» PROVIDED PASSAGE:
*** Block opens ***

Also, remember that, in many cases, a retiree (not on a defined benefit pension) will probably (a) be looking at a long lifetime into retirement and (b) be rolling at least 75% of their pension fund into an ARF, so staying invested in high risk/reward assets may make sense heading towards and even in retirement.


----------



## Steven Barrett (7 Sep 2022)

mikerd4 said:


> I know Im trying to guess the markets and world economics but I was thinking short term it might be a better bet to ease any potential craziness


 Can you tell me when you are going to get back into the market? You know someone doesn't ring a bell when it hits the bottom? It is likely to go up and back down again. But the biggest bounce will be at the start but you won't be in the market because you want to be sure that it is a recovery. 

Downturns are a part of investing. You can't just have upside. If there was, there would be no investment risk and therefore no return. Trying to time the market is a near on impossible thing to do consistently. You may get lucky. You may not. But that is all it will be, luck. Not the greatest investment strategy to have. 

I would look to the advice of Warren Buffett rather than Michael Burry. 


Steven
www.bluewaterfp.ie


----------



## NoRegretsCoyote (7 Sep 2022)

mikerd4 said:


> What are the pro's and cons of putting my current pension pot into a cash fund?


Currently you own a tiny % of global equities. The value goes up and down but your % stays the same.

If you put it in cash you no longer own that same tiny % anymore.

The only thing certain about your proposed strategy is that you'll pay fees on the way back out and way back in again. You can't time the market at the microscopic retail level. Just stay in all equities and ignore news about the market. It's mainly noise generated by people who profit from trading.


----------



## LDFerguson (7 Sep 2022)

I agree with the last five posts.  Just adding mine to reinforce the point.  It's a fairly easy decision to switch to cash or low-risk funds when things are uncertain.  Who knows?  You might even avoid a bit of a drop in the markets.  Or you might not.  The much harder decision is when to switch back into an equity fund.  Often, a recovery can be very swift.  Miss the recovery and you've done your fund value a lot of long-term damage.  At 44, stay where you are think of any fund drops as opportunities to buy at a lower price.  

Google "timing the markets" for any number of articles on this subject with evidence.

Regards, 

Liam
www.FergA.com


----------



## mikerd4 (7 Sep 2022)

Cheers for the advice.  A few I know are doing it but wanted to do some of my own research.  The theory being moving the pot into cash for a few months to protect the lump sum already accrued from any major change. Whilst keeping future contributions going into the high risk fund.

*** Block closes ***

» DATA FOR ANALYSIS:

*** Block opens ***

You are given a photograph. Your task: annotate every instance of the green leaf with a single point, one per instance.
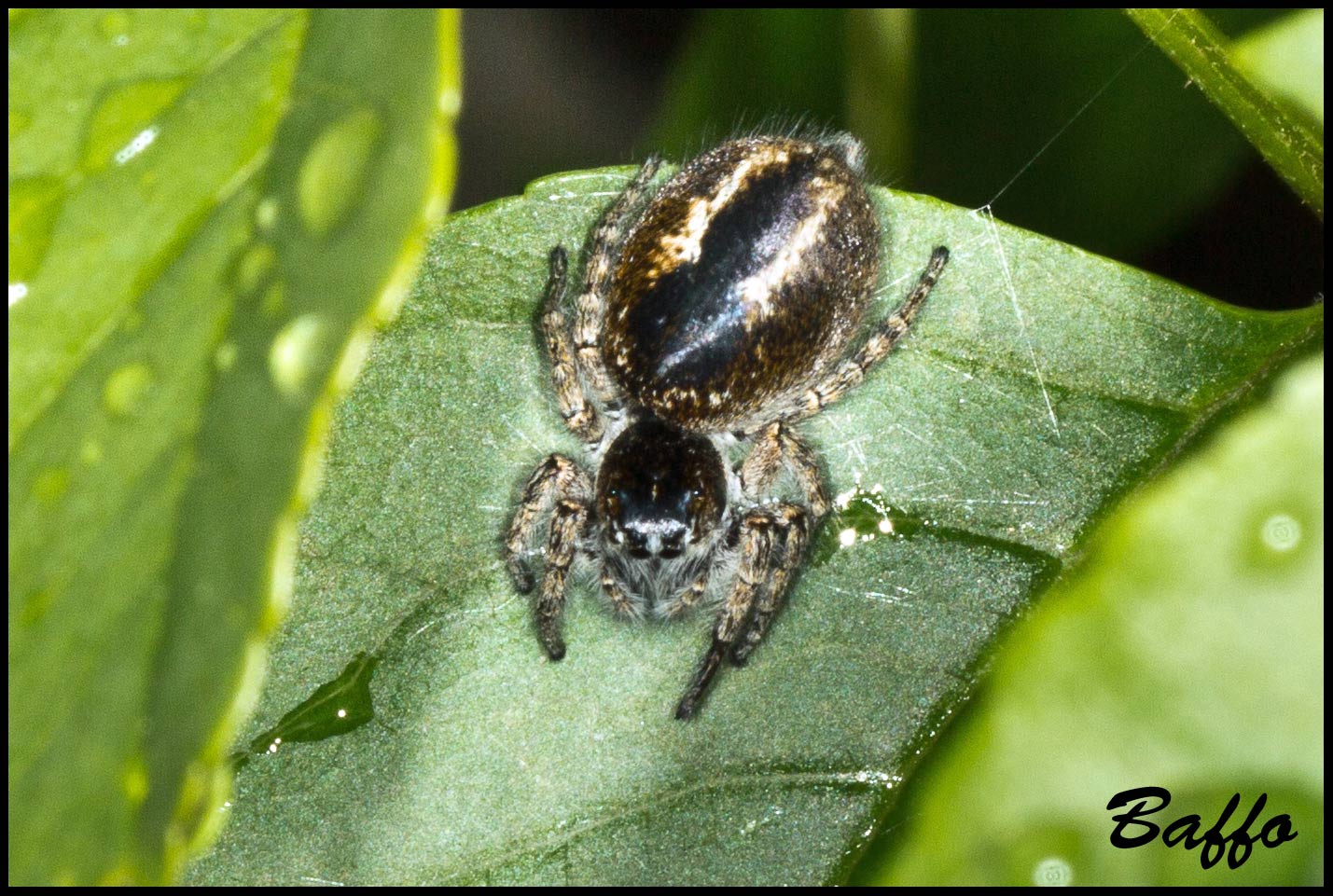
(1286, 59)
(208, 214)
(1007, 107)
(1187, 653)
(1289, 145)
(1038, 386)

*** Block closes ***
*** Block opens ***

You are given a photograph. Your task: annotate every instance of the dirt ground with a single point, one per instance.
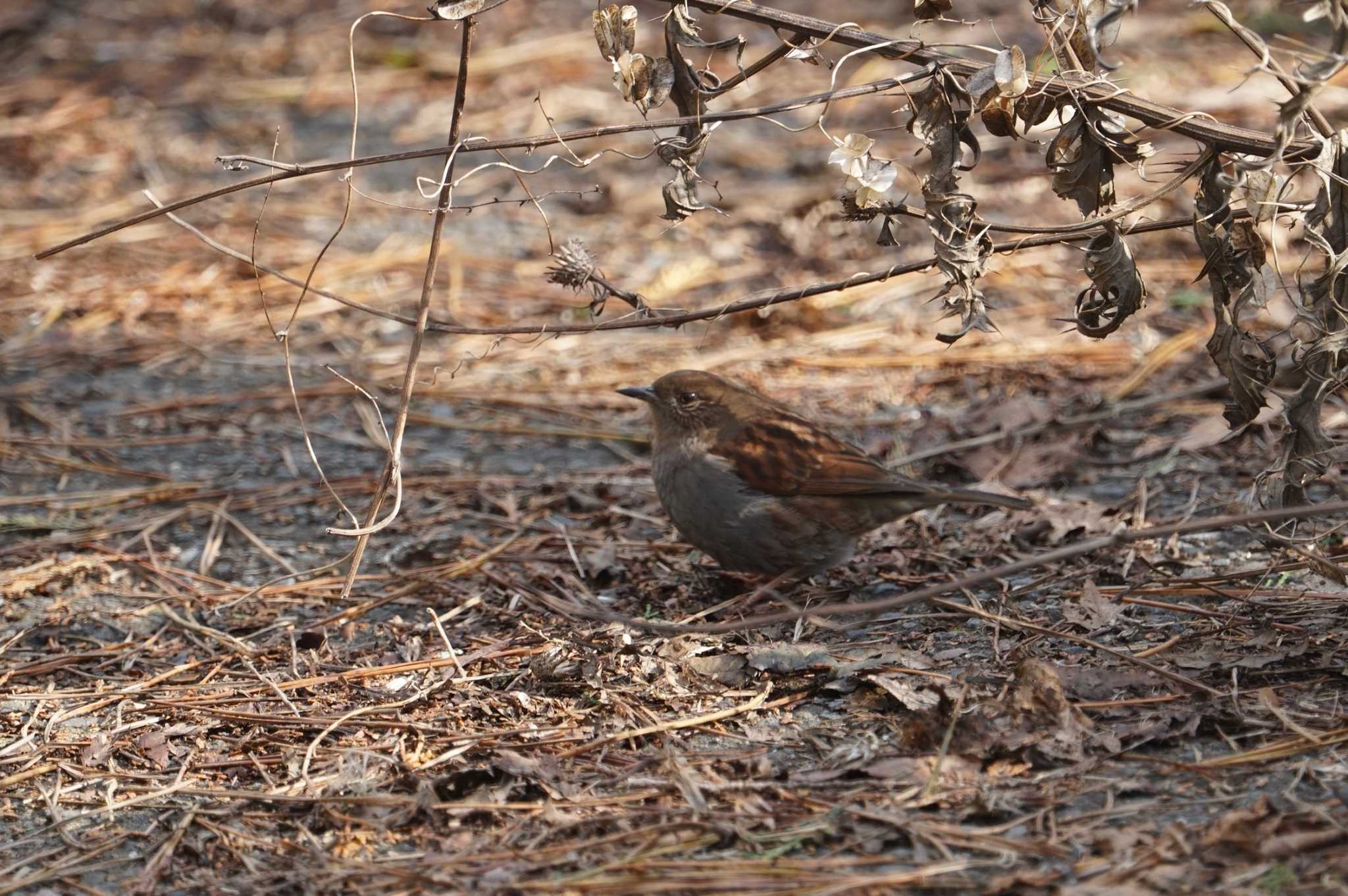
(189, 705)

*** Block closes ***

» TASK ITEM A: Can you write out everything in the pension thread from "Downturns are a" down to "NoRegretsCoyote (7 Sep 2022)", word for word?
» TASK ITEM B: How does the pension thread go on after its last line? Write the next part, starting right where it stops.
The items come from a separate source unrelated to the pension thread.

» EXPECTED OUTPUT A:
Downturns are a part of investing. You can't just have upside. If there was, there would be no investment risk and therefore no return. Trying to time the market is a near on impossible thing to do consistently. You may get lucky. You may not. But that is all it will be, luck. Not the greatest investment strategy to have. 

I would look to the advice of Warren Buffett rather than Michael Burry. 


Steven
www.bluewaterfp.ie


----------



## NoRegretsCoyote (7 Sep 2022)

» EXPECTED OUTPUT B:
My pension scheme has zero fees or charges for moving between funds and I can choose how much of the pot I want to put into each fund it doesn't need to be the whole amount.


----------



## Conan (7 Sep 2022)

Ok, so what will be the catalyst foe moving out of Cash in "few months".......the market haven risen (so you miss the bounce)? 
Trying to time the market is a fools strategy, particularly if you have a 20 year plus time horizon.


----------



## mikerd4 (7 Sep 2022)

I wouldn't be trying to time the market more looking to protect the lump sum that I have in the pot already so it doesn't take too big a hit over the next 6 to 12 months. 
Like I said a few have already done this but I would rather do some research than a knee jerk reaction


----------



## LDFerguson (7 Sep 2022)

mikerd4 said:


> I wouldn't be trying to time the market more looking to protect the lump sum that I have in the pot already so it doesn't take too big a hit over the next 6 to 12 months.



How would you decide when to switch back out of cash?


----------



## Itchy (7 Sep 2022)

mikerd4 said:


> too big a hit over the next 6 to 12 months


 
Seems like an arbitrary time frame in the context of the next 20 years?


----------



## Sarenco (7 Sep 2022)

mikerd4 said:


> Like I said a few have already done this but I would rather do some research than a knee jerk reaction


Folks try to time the market all the time - that doesn’t make it a good idea.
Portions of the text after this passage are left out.